Which lines in the items below contain the string "target"? Pick out each of those lines, treating uppercase and lowercase as different.
=====
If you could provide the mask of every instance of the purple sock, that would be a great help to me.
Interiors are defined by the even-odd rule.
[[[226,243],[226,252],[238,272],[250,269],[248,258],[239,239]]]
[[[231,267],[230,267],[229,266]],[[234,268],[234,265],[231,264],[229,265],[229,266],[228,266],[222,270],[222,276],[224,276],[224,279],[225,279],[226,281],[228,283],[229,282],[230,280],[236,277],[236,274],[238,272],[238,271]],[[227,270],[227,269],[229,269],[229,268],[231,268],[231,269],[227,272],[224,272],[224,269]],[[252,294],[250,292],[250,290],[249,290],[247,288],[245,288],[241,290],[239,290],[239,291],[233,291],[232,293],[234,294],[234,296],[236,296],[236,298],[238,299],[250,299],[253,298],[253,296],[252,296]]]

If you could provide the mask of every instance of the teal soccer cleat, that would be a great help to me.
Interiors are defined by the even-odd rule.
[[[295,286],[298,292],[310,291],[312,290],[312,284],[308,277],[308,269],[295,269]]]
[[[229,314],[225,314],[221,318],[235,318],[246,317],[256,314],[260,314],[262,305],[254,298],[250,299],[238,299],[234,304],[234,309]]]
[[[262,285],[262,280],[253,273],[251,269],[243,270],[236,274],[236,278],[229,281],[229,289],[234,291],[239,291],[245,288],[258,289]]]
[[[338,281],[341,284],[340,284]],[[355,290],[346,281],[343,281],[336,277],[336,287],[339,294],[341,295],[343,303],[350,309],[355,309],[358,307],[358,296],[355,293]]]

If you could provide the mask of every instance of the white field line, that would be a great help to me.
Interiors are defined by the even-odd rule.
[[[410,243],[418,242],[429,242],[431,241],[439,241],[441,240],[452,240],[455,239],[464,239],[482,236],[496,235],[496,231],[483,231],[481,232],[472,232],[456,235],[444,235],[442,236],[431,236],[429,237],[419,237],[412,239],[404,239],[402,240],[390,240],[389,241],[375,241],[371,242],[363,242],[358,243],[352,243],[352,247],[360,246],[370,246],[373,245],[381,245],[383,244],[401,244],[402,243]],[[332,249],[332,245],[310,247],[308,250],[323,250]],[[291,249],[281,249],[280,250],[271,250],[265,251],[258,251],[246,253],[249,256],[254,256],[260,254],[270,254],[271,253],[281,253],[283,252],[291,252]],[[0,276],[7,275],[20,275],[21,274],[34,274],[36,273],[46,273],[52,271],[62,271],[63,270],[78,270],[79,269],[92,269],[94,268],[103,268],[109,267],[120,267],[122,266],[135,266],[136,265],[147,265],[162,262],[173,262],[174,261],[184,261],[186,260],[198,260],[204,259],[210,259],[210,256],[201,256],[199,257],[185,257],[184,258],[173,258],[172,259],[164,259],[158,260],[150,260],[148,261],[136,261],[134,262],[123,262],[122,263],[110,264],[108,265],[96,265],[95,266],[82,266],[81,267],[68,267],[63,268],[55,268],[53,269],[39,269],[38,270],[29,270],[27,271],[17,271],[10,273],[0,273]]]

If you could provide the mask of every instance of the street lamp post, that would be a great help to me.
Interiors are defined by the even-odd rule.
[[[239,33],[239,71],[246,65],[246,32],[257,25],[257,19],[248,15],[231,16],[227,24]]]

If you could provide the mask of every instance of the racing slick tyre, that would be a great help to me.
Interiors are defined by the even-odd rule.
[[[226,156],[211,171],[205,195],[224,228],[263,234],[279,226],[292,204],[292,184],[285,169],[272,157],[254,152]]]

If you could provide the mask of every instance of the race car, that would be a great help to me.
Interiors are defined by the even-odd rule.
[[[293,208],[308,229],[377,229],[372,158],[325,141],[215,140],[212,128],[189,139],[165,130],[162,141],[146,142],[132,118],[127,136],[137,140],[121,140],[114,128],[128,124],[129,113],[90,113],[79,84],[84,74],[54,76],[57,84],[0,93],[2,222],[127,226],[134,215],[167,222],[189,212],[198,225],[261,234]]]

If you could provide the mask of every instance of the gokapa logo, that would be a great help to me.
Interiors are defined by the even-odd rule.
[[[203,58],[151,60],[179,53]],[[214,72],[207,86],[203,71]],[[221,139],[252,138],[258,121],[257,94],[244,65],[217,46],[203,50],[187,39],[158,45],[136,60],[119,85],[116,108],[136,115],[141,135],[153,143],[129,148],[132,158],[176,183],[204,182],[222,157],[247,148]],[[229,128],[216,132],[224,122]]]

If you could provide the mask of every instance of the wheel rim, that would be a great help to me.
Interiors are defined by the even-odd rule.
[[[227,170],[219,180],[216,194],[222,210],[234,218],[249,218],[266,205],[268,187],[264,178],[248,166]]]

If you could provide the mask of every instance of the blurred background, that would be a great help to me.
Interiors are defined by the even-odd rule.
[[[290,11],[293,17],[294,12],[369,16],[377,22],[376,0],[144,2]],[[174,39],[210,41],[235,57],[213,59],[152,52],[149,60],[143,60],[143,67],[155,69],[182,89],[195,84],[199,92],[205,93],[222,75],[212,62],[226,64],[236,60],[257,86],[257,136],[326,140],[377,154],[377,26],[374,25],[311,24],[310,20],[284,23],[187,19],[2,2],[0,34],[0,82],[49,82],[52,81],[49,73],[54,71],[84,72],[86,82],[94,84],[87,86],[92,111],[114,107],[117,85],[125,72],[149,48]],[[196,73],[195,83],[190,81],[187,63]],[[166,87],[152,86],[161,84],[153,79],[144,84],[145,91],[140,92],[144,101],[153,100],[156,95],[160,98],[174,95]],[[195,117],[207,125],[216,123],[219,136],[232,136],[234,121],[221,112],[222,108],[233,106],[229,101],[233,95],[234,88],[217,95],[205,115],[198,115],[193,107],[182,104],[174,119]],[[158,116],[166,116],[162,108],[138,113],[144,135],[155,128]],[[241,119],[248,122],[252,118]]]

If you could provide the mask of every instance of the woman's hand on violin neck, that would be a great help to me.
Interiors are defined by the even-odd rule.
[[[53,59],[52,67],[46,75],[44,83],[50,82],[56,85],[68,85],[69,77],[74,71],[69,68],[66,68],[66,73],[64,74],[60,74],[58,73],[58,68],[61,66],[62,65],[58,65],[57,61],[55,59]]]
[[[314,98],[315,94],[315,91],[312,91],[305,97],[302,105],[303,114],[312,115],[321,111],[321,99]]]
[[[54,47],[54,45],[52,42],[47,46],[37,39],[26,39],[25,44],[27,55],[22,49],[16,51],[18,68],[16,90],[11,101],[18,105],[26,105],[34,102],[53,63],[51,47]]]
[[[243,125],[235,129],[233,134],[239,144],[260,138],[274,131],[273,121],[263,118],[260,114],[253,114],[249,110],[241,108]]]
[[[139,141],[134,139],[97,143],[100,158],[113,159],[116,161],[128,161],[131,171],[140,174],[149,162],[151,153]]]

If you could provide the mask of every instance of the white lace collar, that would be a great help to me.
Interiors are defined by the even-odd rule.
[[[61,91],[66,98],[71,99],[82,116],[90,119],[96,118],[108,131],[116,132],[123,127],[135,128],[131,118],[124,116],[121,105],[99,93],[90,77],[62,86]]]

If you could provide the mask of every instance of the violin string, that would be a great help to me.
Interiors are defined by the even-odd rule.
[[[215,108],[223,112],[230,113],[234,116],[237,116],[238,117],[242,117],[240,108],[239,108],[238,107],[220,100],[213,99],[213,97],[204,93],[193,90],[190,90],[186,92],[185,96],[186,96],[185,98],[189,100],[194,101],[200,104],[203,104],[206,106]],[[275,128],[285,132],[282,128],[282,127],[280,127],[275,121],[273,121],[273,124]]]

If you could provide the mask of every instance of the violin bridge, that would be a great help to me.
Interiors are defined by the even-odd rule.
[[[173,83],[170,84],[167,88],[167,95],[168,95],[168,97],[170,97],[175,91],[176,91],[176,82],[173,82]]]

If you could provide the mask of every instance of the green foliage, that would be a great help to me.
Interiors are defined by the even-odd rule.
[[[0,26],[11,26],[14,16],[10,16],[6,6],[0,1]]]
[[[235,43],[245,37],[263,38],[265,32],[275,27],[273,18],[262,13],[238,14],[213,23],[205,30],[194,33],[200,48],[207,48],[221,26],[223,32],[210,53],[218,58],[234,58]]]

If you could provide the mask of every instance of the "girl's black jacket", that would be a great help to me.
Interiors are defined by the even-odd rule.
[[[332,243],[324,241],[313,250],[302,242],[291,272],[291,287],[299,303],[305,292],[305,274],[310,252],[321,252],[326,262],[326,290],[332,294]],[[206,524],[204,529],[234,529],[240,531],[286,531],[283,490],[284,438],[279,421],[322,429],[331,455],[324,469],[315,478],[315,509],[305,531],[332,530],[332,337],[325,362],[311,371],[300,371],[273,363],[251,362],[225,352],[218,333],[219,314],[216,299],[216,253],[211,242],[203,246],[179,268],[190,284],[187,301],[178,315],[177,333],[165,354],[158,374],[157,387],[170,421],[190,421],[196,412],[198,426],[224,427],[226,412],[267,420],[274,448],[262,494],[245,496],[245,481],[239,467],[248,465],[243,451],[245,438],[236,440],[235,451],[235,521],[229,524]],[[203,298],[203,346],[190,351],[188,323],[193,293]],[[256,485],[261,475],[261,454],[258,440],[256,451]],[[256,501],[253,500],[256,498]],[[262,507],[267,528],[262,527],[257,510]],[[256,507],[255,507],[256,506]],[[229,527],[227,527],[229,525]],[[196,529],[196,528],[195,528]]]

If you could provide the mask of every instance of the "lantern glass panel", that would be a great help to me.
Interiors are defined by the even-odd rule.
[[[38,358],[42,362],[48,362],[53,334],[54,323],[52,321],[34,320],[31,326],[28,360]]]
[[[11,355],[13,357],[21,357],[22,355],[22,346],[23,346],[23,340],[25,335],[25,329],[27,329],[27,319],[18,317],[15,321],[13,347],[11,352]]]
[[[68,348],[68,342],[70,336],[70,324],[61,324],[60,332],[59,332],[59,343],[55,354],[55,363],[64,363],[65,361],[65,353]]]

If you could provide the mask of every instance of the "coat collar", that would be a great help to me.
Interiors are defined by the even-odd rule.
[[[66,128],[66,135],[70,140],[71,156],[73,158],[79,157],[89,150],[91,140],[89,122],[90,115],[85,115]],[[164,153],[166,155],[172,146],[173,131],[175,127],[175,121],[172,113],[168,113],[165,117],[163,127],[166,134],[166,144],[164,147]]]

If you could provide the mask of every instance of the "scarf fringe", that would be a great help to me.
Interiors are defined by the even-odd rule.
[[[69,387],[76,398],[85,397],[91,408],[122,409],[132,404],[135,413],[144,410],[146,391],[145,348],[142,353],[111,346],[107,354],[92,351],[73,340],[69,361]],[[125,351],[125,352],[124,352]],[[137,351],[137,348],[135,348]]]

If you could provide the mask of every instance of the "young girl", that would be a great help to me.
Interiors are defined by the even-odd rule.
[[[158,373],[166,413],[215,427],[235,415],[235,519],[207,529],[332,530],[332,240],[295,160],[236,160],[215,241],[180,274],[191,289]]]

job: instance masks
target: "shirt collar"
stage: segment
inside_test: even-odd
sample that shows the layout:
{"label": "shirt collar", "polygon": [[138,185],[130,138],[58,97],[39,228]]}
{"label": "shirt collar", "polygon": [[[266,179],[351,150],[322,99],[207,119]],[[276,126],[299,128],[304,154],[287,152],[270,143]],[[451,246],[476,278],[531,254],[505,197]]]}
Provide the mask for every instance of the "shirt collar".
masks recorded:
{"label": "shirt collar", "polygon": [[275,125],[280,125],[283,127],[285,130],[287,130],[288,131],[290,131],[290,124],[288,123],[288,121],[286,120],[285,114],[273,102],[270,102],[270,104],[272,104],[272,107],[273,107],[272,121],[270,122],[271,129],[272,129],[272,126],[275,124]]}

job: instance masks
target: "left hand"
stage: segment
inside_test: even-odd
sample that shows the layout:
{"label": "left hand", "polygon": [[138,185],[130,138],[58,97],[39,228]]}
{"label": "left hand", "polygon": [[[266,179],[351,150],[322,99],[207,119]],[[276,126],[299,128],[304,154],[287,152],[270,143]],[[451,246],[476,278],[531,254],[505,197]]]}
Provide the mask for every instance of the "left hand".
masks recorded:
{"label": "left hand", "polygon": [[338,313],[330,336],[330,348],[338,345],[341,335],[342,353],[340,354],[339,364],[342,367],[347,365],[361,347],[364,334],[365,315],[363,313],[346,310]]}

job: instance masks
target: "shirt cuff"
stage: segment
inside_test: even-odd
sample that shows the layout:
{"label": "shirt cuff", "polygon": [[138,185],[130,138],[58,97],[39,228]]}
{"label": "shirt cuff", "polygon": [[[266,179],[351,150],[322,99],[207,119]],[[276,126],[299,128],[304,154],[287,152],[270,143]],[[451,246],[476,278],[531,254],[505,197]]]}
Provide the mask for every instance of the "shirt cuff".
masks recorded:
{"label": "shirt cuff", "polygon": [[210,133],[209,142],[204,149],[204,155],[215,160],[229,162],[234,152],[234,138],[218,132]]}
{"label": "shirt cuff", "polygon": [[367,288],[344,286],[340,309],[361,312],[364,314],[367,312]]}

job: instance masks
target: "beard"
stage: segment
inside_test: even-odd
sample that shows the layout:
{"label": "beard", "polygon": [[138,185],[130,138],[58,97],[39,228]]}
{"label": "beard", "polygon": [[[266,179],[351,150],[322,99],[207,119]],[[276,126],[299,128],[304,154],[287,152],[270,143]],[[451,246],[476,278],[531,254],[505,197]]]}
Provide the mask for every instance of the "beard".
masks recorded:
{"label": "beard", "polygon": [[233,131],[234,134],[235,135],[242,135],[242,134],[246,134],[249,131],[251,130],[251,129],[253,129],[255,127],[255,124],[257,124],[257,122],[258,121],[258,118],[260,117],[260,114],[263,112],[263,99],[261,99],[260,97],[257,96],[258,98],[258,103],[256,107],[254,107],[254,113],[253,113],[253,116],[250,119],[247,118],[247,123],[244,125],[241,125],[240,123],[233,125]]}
=====
OUTPUT OF THE TASK –
target: "shirt collar"
target: "left hand"
target: "shirt cuff"
target: "beard"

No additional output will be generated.